*What to do*.
a) Set down the passage of the column on Nigeria's constitution from "Though the pressure" to "to the citizens.", word for word.
b) In the column on Nigeria's constitution, do these statements agree with the text? Answer yes or no for each and quote the deciding words. (i) The International Centre for Tax Research and Development was convened by Nike Babington-Ashaye. (ii) The group's focus is mainly on Chapter One of the 1999 Constitution. (iii) The group examines the constitution from the tax perspective.

*Extract to read*.
● ● ● ● ●

Interrogating Nigeria’s constitution -By Lekan Sote

Filed under: Democracy & Governance |

Lekan Sote

The International Centre for Tax Research and Development, convened by Nike Babington-Ashaye, will likely turn out to be a pressure group poised to interrogate Nigeria’s constitution, and lobby the government for necessary constitutional changes.

But it will be doing this from the tax perspective. The thinking is that the taxpayers’ money will not work well under the current constitutional framework. As you know, some have rightly argued that if the bulk of the revenue of a government comes from tax, the citizens will get to control the government.

The group is asking, “What types of taxes should be collected from the citizens and corporate organisations? Who should collect the tax? How should the tax be collected? How often should the tax be collected? How should the tax be collected and accounted for? And on what should the tax be spent?”

Though the pressure group interrogates other aspects of the constitution, its focus is more on Chapter Two of the 1999 Constitution, known as the Fundamental Objectives and Directive Principles of State Policy. This segment of the constitution dwells on fundamental, and existentialist, obligations of the government to the citizens.

● ● ● ● ●

*Dataset content*.
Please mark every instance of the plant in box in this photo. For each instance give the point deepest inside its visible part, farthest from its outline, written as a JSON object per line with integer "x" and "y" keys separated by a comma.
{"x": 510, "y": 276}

● ● ● ● ●

*Solutions to the tasks*.
a)
Though the pressure group interrogates other aspects of the constitution, its focus is more on Chapter Two of the 1999 Constitution, known as the Fundamental Objectives and Directive Principles of State Policy. This segment of the constitution dwells on fundamental, and existentialist, obligations of the government to the citizens.

b)
(i) Yes: "convened by Nike Babington-Ashaye"
(ii) No: "its focus is more on Chapter Two of the 1999 Constitution"
(iii) Yes: "But it will be doing this from the tax perspective."